▶ THINGS TO DO
**A.** Reproduce the passage below on packaging fire debris evidence word for word, from "Packaging is of" up to and including "a false negative.".
**B.** Carry on the passage below about packaging fire debris evidence, starting after its final sentence.

▶ DOCUMENT TEXT
Packaging is of the utmost importance for fire debris evidence because improper packaging could lead to the destruction of evidence. Not only do investigators have to worry about the evidence being well documented, but if it is not packaged correctly the ILRs could degrade or become contaminated by other ILRs while being transported to the laboratory. If there was a leak in the packaging, then ILRs from the transportation vehicle could be transferred into the evidence and result in a false positive. Likewise, a leak in the packaging could result in a loss of ILRs which would result in a false negative.

▶ DATA LISTING
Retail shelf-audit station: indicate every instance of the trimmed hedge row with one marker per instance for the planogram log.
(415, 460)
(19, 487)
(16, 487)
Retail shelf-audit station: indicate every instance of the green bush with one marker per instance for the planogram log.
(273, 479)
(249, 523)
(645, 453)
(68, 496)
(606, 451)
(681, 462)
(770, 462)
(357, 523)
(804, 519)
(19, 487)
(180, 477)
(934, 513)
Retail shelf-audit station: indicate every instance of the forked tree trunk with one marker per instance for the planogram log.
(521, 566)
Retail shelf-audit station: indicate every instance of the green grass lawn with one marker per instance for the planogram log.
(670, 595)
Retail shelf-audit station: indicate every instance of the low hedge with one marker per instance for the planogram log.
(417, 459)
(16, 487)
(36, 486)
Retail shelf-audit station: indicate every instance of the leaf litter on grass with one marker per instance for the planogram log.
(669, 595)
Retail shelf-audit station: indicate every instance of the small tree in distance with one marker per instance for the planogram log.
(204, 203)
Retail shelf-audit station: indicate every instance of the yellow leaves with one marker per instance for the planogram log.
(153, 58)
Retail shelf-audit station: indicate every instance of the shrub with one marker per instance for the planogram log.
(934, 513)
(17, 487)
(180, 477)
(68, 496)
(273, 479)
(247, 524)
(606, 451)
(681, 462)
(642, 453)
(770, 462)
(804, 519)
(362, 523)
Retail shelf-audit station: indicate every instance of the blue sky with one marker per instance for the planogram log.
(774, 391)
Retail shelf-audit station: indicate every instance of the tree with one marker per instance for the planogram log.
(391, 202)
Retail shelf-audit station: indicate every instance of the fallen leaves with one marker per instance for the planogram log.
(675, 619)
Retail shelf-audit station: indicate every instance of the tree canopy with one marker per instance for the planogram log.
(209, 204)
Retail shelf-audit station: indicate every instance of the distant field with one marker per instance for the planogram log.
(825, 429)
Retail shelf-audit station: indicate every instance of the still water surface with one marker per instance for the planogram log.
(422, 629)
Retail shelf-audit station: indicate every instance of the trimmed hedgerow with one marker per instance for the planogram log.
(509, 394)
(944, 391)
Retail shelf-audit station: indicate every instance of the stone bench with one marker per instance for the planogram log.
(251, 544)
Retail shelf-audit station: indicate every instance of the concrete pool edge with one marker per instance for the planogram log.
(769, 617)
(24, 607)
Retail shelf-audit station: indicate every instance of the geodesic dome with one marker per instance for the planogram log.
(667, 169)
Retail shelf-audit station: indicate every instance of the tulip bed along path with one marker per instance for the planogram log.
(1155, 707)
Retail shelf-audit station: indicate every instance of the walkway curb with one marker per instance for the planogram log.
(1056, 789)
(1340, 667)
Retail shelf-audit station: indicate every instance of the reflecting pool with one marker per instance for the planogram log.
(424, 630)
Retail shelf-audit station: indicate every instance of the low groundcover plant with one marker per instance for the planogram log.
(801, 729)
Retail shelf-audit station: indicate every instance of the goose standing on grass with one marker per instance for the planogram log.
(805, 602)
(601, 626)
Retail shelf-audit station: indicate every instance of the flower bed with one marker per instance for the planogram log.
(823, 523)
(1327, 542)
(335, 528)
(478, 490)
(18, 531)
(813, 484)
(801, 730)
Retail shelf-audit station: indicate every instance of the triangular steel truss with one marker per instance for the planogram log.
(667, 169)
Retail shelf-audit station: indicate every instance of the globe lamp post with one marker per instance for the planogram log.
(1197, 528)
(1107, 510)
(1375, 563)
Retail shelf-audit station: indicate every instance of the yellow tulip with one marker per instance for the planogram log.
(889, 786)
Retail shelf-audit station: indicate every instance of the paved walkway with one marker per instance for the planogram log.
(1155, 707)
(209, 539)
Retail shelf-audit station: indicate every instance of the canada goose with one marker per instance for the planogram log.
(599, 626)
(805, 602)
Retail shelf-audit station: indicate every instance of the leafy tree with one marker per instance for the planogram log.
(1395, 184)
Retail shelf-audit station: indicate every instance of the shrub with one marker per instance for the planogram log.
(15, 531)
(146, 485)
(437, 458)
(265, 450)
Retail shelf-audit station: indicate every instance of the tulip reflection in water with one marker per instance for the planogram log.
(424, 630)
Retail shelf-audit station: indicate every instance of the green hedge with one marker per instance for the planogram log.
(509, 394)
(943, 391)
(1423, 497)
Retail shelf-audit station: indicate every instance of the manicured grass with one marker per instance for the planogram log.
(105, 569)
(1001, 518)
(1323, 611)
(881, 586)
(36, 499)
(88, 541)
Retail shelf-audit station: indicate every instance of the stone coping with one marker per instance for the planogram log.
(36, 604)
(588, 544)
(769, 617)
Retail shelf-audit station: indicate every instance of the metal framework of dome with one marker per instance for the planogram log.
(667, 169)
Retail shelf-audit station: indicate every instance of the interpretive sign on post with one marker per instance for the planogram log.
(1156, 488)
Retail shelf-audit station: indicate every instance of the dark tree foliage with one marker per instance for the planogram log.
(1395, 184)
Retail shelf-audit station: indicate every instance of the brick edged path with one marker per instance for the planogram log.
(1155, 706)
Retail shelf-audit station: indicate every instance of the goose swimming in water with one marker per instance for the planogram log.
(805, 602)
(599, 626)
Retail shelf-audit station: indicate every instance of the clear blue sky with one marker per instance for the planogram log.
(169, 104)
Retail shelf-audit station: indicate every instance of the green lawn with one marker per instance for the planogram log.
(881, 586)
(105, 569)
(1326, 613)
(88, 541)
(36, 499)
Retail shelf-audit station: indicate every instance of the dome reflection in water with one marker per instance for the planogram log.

▶ YOUR RESPONSES
**A.**
Packaging is of the utmost importance for fire debris evidence because improper packaging could lead to the destruction of evidence. Not only do investigators have to worry about the evidence being well documented, but if it is not packaged correctly the ILRs could degrade or become contaminated by other ILRs while being transported to the laboratory. If there was a leak in the packaging, then ILRs from the transportation vehicle could be transferred into the evidence and result in a false positive. Likewise, a leak in the packaging could result in a loss of ILRs which would result in a false negative.

**B.**
===Containers===
There are three containers that are commonly used by investigators to package fire debris evidence: mason jars, paint containers, and nylon bags. Studies have been conducted to determine which container is the most suitable for use in the field. It was found that the glass mason jars had the fastest leak rate while the nylon bags when properly heat sealed had the slowest. The leaks in these containers allow volatile ILRs to escape which will lower the chances of obtaining a positive result from that evidence. Although this is the case all three containers are still used today by various investigators since the losses that do happen are not significant enough to affect the results if the samples are analyzed in a timely manner. In Ontario, Canada the common practice for investigators is to use mason jars to package their evidence and nylon bags for anything which is too large for a mason jar.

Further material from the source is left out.